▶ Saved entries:
------------------------------------------------------------------------
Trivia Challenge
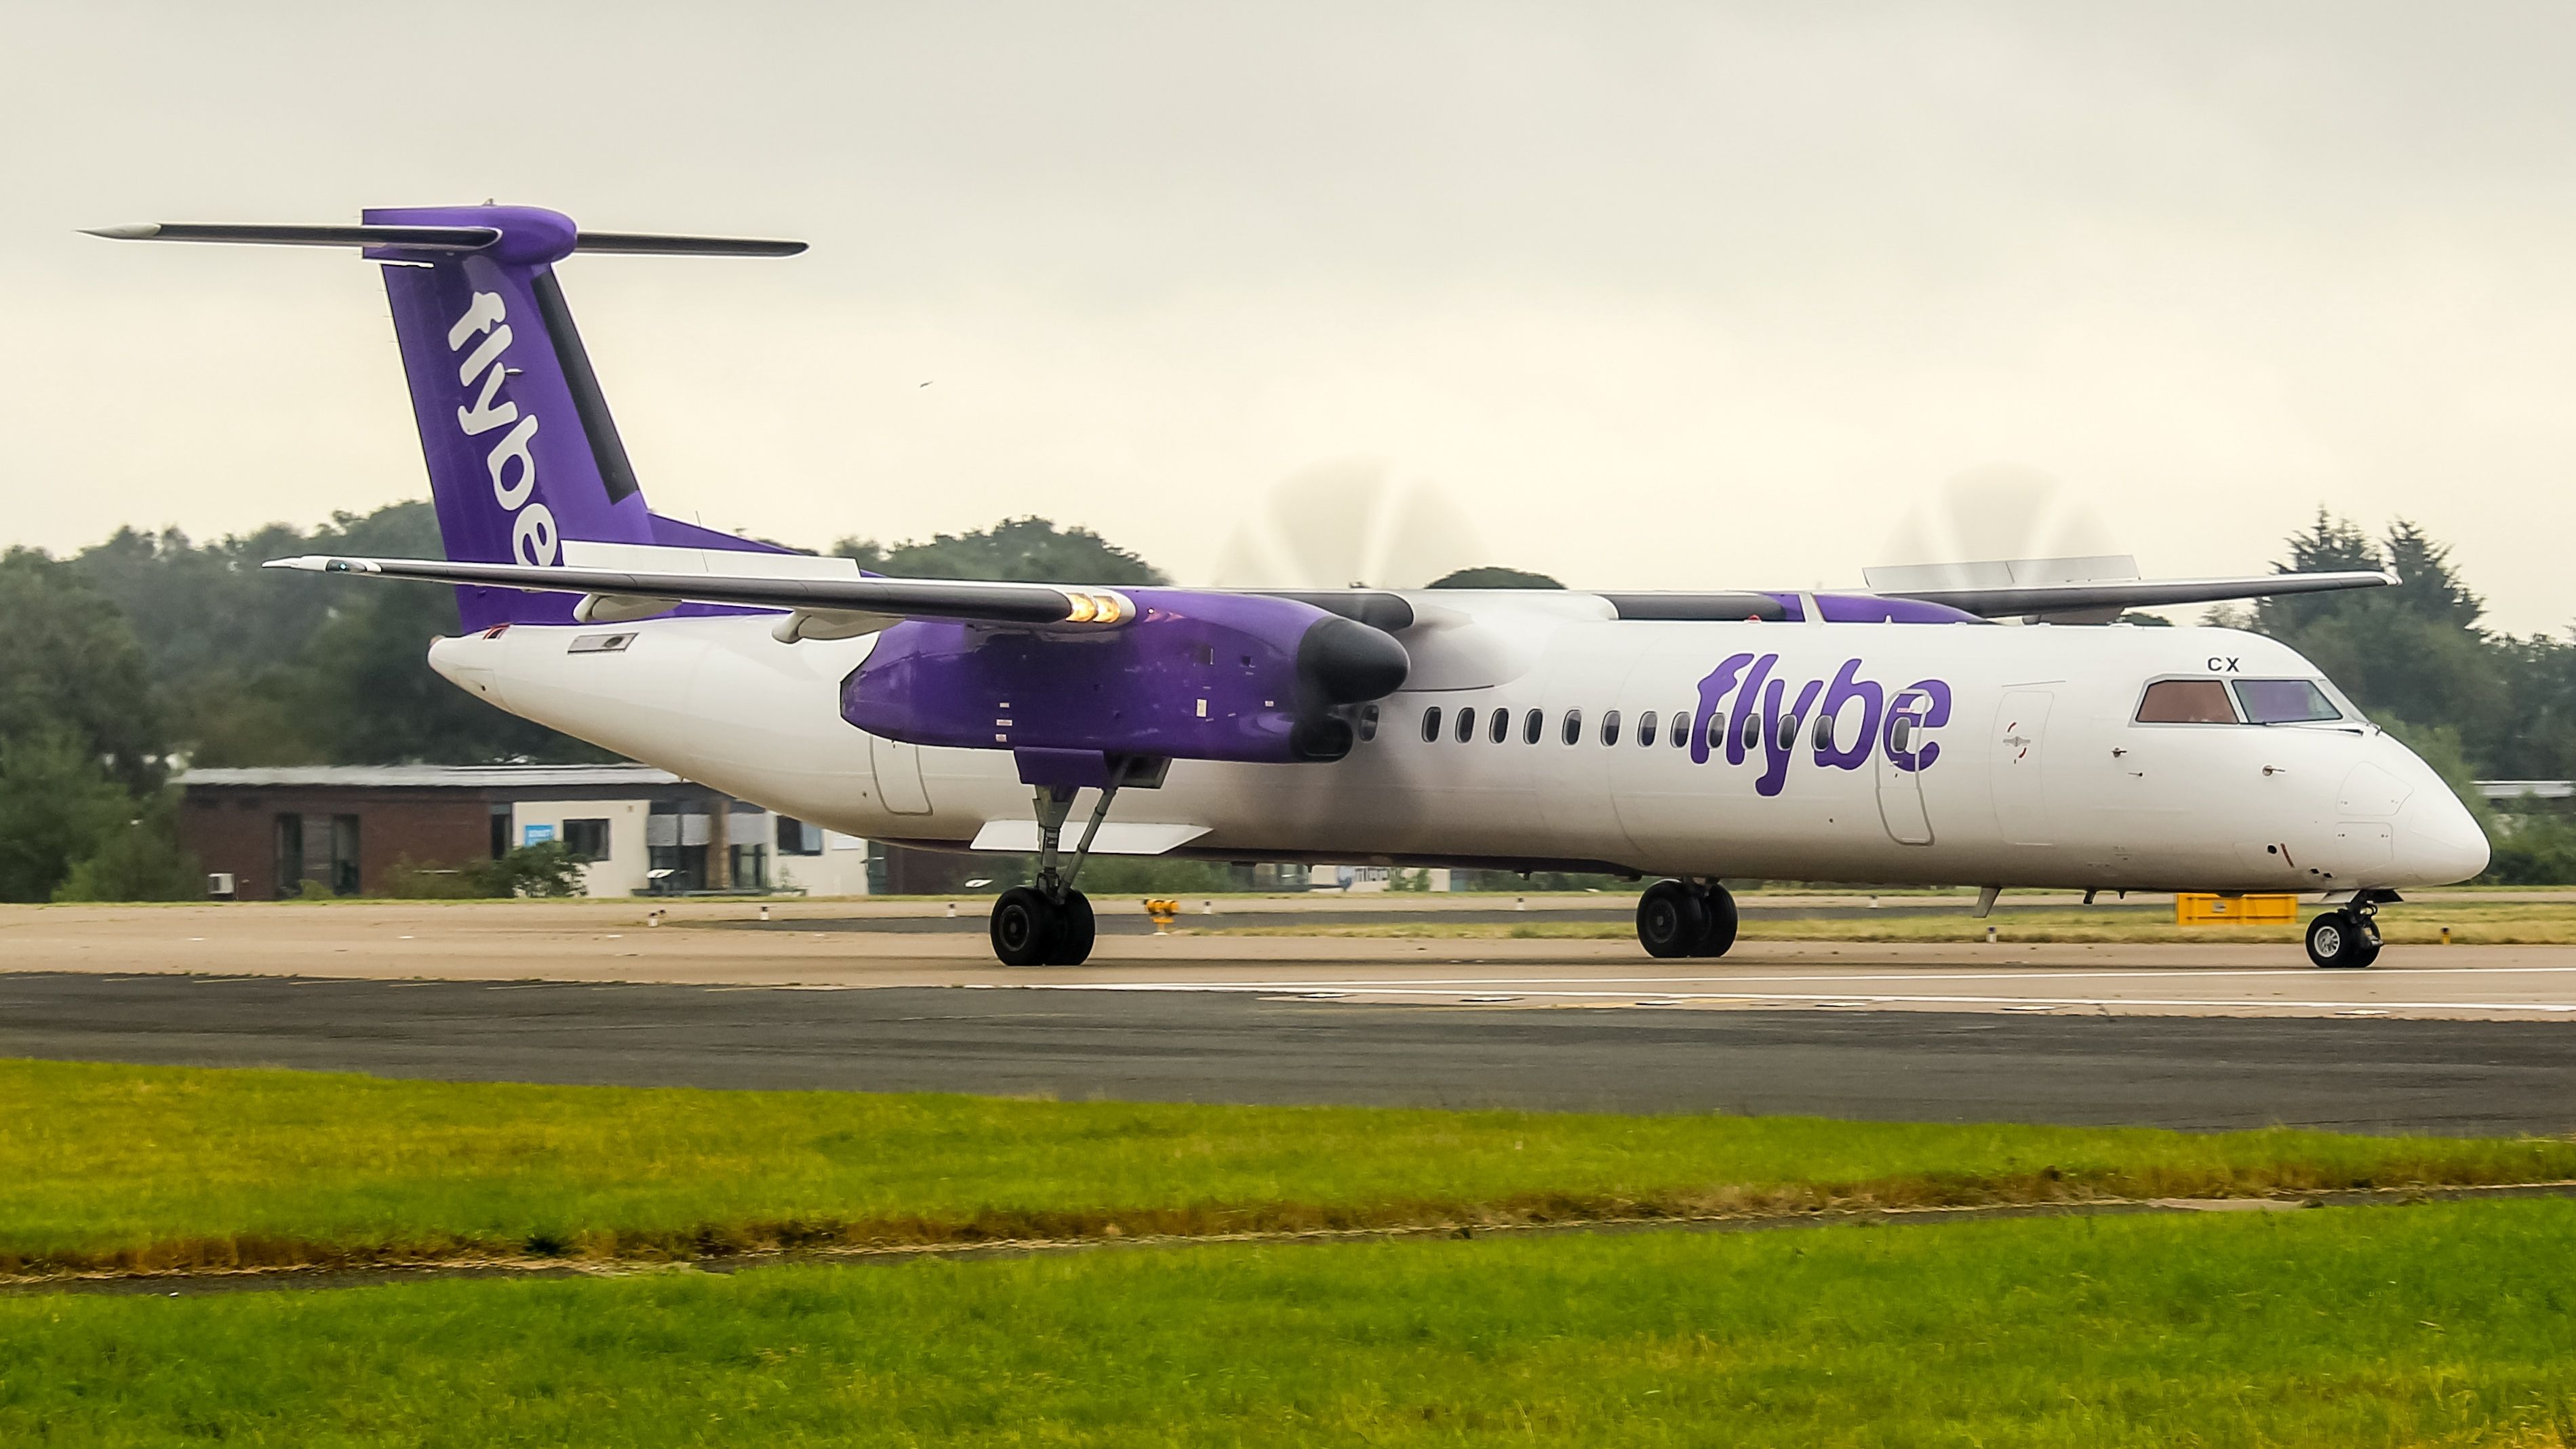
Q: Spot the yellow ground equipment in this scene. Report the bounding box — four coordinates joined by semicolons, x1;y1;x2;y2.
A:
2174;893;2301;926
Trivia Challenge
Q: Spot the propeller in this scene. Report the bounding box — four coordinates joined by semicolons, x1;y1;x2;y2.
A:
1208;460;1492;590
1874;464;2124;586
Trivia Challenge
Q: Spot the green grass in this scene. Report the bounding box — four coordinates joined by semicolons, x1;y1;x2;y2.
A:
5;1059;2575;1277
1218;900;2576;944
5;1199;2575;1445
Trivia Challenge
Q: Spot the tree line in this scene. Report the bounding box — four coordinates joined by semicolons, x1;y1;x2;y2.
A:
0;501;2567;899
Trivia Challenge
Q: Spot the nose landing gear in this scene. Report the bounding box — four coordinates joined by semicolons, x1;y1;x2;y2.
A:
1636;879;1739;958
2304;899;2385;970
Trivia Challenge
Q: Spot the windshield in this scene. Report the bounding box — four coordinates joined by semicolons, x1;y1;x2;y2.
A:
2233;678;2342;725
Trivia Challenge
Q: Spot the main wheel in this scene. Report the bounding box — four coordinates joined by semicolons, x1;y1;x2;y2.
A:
------------------------------------------------------------------------
▶ REQUIREMENT:
Quote every record above exactly, leaving out any pictures.

▶ RESPONSE:
Trivia Challenge
Q: Spot the yellow ground equipment in this scene. Report the bounding box — four coordinates joined by semicolons, x1;y1;x2;y2.
A:
2174;893;2301;926
Trivia Challenge
Q: Spot the propeller in this scene. Report the bounding box — four coordinates joined by semicolons, x1;y1;x2;y2.
A:
1208;460;1492;590
1874;464;2124;586
Trivia Challenge
Q: Spot the green grass in this scene. Report the bounding box — four coordinates joined by semicolons, x1;y1;x2;y2.
A:
5;1059;2575;1277
1218;900;2576;944
5;1199;2575;1445
Trivia Challenge
Q: Spot the tree line in this scene. Report the bounding box — four coordinates joined by semicolons, x1;y1;x2;y2.
A:
0;501;2567;899
Trivia Challenge
Q: Spot the nose landing gear in this scene. Report the bounding box — four coordinates joined by semicolons, x1;y1;x2;y2.
A:
1636;879;1739;958
2304;899;2385;970
Trivia Challenge
Q: Spot the windshield in this scene. Report the bounding box — four coordinates joined by semicolons, x1;y1;x2;y2.
A:
2233;678;2342;725
Trivia Challenge
Q: Spot the main wheel in this scene. Report the bounding box — four coordinates joined by semicolons, x1;y1;x2;y2.
A:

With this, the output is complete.